BEGIN RECORDS SUPPLIED

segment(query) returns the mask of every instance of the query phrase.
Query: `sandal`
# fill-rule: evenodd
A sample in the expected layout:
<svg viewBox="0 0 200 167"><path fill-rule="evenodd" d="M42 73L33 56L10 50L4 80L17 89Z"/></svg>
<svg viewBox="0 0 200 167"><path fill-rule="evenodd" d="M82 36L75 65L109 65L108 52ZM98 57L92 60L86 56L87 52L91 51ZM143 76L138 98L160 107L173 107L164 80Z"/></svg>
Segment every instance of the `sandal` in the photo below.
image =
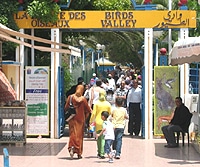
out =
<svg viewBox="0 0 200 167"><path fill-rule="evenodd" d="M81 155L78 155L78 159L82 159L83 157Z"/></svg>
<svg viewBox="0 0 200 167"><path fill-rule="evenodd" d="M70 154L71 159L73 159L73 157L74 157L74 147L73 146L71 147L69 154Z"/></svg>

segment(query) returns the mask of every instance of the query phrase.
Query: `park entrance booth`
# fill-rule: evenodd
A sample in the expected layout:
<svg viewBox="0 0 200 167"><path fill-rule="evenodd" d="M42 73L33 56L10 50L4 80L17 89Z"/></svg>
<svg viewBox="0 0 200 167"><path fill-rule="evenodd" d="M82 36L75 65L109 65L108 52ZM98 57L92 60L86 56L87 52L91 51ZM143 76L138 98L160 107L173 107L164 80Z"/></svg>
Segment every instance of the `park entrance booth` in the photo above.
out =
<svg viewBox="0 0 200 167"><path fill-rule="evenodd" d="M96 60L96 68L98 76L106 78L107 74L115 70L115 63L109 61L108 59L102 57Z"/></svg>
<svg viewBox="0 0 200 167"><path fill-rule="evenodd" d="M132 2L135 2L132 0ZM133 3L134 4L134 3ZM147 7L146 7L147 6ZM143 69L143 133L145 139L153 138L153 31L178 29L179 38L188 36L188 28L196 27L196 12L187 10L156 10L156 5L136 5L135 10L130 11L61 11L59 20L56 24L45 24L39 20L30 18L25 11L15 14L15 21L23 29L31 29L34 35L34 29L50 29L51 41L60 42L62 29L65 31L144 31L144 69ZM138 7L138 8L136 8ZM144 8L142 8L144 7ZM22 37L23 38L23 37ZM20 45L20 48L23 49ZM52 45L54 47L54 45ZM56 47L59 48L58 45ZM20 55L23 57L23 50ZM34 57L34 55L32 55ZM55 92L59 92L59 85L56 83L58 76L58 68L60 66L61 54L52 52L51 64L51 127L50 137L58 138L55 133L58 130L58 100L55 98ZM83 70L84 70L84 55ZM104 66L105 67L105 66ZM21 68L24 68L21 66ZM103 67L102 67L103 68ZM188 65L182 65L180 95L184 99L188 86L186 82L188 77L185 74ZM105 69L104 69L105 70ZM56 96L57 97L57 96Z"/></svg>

END RECORDS SUPPLIED
BEGIN RECORDS SUPPLIED

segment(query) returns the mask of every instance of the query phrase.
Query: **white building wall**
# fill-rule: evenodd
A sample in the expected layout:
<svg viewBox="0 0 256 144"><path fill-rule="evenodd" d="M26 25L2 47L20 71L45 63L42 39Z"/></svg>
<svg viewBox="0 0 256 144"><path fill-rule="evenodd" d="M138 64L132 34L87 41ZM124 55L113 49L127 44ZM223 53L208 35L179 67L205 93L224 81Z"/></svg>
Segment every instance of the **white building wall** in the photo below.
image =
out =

END RECORDS SUPPLIED
BEGIN RECORDS SUPPLIED

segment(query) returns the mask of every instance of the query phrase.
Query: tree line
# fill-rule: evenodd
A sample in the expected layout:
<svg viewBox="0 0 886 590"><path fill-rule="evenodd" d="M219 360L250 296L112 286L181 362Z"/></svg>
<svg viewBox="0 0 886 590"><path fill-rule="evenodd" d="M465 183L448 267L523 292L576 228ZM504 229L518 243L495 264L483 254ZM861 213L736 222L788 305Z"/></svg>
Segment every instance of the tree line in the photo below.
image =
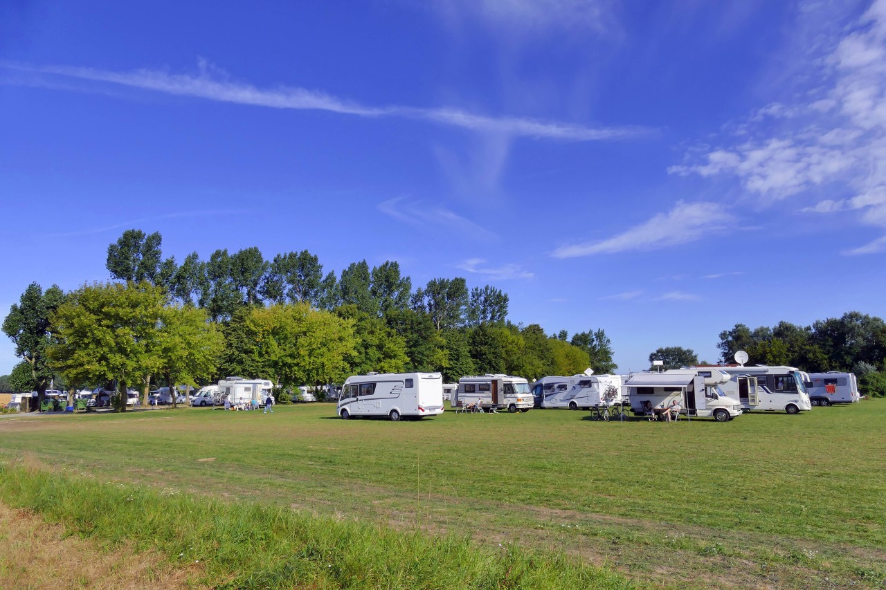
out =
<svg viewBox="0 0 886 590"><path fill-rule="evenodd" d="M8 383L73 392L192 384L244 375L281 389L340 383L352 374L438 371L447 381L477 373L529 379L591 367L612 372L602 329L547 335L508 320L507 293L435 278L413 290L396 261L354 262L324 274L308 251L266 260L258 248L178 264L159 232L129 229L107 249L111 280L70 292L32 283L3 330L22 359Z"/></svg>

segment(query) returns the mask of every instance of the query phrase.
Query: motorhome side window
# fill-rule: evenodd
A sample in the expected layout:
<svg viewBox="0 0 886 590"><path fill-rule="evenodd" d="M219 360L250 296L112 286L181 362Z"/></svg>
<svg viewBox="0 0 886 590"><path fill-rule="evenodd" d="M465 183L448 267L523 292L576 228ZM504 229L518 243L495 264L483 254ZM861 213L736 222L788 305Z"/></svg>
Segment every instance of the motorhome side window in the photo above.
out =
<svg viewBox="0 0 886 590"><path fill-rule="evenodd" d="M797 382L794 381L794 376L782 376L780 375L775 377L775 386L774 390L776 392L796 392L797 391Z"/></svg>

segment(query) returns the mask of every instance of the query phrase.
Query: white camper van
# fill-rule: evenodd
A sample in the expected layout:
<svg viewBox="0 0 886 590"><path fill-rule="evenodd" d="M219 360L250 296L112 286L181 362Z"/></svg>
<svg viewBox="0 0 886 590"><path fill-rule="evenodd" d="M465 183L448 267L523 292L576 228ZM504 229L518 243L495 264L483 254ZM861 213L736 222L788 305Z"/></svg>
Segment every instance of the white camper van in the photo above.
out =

END RECORDS SUPPLIED

### THE EXERCISE:
Gather each line of the listing above that contains the word "photo" and copy it out in full.

### EXERCISE ANSWER:
Segment every instance of the `sandal` in the photo below.
Segment every instance of the `park entrance booth` in the photo above.
Segment every instance of the **white building wall** in the photo below.
Segment every instance of the tree line in the photo below.
Segment every instance of the motorhome side window in the photo above.
Segment every instance of the white camper van in the photo above.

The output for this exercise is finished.